— About this exercise —
Continue the forum post about the Barretts' finances in 1992, starting right after its last sentence.

— Document segment —
+-------+

I was responding to your unsourced and unproven claim that the Barretts were under no financial strain in 1992.
Knowing that the authors of Inside Story were working closely with Anne, I wrote that "presumably" Anne was the source for saying the exact opposite, or at least Anne had been consulted--with presumably being an admission that it wasn't entirely clear.
I then further noted, in a second post, that the authors also appear to have been working, in part, from statements made by Barrett to Alan Gray, in the tapes that are still off-limits to anyone not in the inner sanctum.
By contrast, you have insisted most vigorously--without a single citation--that all of this is nothing but a falsehood that Barrett told to Shirley Harrison. If you didn't pull this out of thin air, where did you pull it?
Meanwhile, your colleague Caz writes:
"We do have Anne complaining that Mike was sent out with money to do the food shopping and came back with little to show for it and that, together with his increased drinking, while she was paying the mortgage, home insurance and other household bills, would undoubtedly have caused friction. If he spent money as soon as he got it, and was resentful when he didn't get it, one can imagine the financial pressure on Anne to try and keep everything on an even keel."

+-------+

Data extracted from a collection:
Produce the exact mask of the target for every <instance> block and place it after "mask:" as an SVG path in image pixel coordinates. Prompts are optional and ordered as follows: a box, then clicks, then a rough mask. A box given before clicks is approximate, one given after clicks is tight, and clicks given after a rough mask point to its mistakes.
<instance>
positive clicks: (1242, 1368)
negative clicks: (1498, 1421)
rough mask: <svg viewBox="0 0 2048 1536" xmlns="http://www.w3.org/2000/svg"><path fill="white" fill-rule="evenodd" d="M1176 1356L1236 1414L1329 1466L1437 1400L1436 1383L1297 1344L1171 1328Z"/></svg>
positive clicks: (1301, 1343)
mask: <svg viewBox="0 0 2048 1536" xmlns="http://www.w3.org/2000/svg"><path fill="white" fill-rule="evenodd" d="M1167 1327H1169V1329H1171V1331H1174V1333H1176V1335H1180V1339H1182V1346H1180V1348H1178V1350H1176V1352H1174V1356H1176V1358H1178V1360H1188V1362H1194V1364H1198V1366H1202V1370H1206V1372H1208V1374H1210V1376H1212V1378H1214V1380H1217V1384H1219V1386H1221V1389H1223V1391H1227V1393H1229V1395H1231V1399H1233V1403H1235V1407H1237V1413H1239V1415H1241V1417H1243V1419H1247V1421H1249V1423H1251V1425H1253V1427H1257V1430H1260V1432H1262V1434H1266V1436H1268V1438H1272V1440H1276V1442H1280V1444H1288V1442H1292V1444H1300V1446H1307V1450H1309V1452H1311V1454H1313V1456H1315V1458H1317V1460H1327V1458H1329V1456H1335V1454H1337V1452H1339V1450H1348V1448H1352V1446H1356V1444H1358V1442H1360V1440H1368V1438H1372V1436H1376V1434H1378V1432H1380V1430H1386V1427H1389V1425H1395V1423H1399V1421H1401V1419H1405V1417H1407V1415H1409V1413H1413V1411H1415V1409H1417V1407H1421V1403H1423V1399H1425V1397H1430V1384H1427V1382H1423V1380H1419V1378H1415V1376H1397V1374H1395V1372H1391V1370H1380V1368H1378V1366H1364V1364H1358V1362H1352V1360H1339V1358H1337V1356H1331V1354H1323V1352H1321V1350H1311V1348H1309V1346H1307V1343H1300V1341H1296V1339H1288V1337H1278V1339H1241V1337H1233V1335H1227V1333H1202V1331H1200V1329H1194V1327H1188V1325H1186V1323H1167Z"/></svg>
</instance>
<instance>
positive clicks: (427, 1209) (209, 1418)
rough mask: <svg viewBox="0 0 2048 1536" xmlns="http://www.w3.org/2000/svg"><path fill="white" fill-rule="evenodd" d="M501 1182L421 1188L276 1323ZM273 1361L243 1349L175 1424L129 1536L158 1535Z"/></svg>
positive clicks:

+-------+

— Answer section —
There's that pesky phrase again: financial pressure.
Or as Linder has it: crippling financial pressure.
I think you'll be hard-pressed to convince your readers that an unemployed and heavy-drinking Barrett, having lost his audience when Celebrity went under, and with a new mortgage hanging over his head, wouldn't have been under financial pressure in the late 1980s and early 1990s when the economy wasn't exactly booming and when the interest rates were going up.
It now appears you were wrong; the house was purchased in 1988 and not 1989. What does that do to the interest rates?